What you are asked to do.
Quote, without any change, the line that contains "Can you find the pedestrian and" and all lines that follow it to the end of the data below.

--- Start Data rows ---

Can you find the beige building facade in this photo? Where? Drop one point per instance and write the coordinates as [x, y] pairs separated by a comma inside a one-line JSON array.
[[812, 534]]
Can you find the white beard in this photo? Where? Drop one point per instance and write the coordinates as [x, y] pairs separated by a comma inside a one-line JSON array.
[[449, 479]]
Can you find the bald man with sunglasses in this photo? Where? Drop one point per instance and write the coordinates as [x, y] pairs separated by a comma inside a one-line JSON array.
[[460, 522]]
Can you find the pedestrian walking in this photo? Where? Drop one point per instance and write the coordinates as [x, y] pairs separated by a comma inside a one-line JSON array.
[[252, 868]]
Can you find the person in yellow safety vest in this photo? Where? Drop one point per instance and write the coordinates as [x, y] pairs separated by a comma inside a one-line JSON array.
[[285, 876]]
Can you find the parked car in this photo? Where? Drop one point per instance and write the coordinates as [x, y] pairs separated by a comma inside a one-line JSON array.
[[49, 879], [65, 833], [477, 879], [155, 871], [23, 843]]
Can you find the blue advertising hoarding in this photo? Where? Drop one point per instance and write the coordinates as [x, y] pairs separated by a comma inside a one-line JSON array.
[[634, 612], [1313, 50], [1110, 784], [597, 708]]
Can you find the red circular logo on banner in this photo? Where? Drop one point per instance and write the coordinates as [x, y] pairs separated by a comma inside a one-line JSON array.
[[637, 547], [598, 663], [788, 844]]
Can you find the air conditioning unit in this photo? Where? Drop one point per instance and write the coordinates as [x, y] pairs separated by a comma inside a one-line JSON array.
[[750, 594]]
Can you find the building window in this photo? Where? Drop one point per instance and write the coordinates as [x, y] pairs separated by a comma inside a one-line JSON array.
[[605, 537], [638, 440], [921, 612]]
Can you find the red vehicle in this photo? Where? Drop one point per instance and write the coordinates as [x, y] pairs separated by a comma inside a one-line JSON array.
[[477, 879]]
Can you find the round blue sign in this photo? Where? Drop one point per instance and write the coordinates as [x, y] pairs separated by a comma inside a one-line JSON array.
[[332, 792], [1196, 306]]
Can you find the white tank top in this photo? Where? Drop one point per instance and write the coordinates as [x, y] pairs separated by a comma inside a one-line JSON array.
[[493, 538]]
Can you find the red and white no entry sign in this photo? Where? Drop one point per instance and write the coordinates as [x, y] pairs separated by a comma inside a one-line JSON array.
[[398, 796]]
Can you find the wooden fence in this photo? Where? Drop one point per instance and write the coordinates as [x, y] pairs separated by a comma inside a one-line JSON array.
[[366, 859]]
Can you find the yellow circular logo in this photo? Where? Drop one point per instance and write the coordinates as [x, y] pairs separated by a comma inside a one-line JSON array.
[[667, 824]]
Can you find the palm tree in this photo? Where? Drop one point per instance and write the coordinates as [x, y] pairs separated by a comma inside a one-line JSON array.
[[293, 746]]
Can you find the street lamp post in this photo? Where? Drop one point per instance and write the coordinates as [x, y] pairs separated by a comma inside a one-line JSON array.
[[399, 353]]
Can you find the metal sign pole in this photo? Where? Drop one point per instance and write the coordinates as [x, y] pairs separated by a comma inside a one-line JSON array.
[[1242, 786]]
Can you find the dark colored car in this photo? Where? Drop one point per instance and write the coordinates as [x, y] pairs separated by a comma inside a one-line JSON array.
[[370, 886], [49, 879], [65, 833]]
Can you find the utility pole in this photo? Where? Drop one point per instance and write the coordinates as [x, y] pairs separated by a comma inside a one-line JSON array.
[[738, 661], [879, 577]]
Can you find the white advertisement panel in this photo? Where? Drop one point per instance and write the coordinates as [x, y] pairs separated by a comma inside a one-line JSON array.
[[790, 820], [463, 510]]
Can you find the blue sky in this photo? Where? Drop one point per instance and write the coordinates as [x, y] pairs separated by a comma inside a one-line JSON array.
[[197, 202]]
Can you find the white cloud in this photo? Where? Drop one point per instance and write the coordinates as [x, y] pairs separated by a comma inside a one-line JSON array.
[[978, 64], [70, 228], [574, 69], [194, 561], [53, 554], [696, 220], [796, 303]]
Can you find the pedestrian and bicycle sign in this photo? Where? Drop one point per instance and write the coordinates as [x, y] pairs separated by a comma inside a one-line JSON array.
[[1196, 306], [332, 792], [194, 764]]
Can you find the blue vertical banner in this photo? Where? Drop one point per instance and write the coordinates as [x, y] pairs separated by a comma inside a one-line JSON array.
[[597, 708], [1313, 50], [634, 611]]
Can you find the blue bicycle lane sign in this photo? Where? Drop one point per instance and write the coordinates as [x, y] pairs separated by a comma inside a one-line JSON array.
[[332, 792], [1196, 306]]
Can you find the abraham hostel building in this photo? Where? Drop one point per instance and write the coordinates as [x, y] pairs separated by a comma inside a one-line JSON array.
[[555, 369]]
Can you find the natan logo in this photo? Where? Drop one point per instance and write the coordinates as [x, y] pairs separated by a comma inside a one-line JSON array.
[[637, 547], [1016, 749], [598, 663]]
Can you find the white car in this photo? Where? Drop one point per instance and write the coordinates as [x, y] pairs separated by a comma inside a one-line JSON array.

--- End Data rows ---

Output for this task.
Can you find the pedestrian and bicycle sign in this photo? Where? Drop one point per instance and write the coordinates as [x, y] pairs separated by a comma inside a one-line JSON array.
[[1196, 306], [332, 792], [194, 764]]
Can you find the blue vertical banner in this photo? Where? Drop one point per instance and write the coordinates as [x, y] pairs separated by a comma inside a one-line JSON array.
[[597, 708], [1313, 50], [634, 611]]
Can you find the blue bicycle lane sign in this photo? Where? Drop one point per instance and write the coordinates as [x, y] pairs separated by a comma inside a one-line JSON array.
[[332, 792], [1196, 306]]
Can you find the abraham hostel building in this photo? Where? Drop one point per instance and write the coordinates as [x, y] pairs separated by a comma inside a one-line JSON array.
[[555, 369]]
Can you find the natan logo in this photo? Where? Drop one point per instance and write the coordinates as [x, y] pairs separated by a comma inside a one-line JSON array.
[[637, 547], [1016, 749], [598, 663]]
Can you find the white car in this photo? Where? Drop one point per instance and write the coordinates as [x, y] pairs separated by a comma inside a one-line JSON array.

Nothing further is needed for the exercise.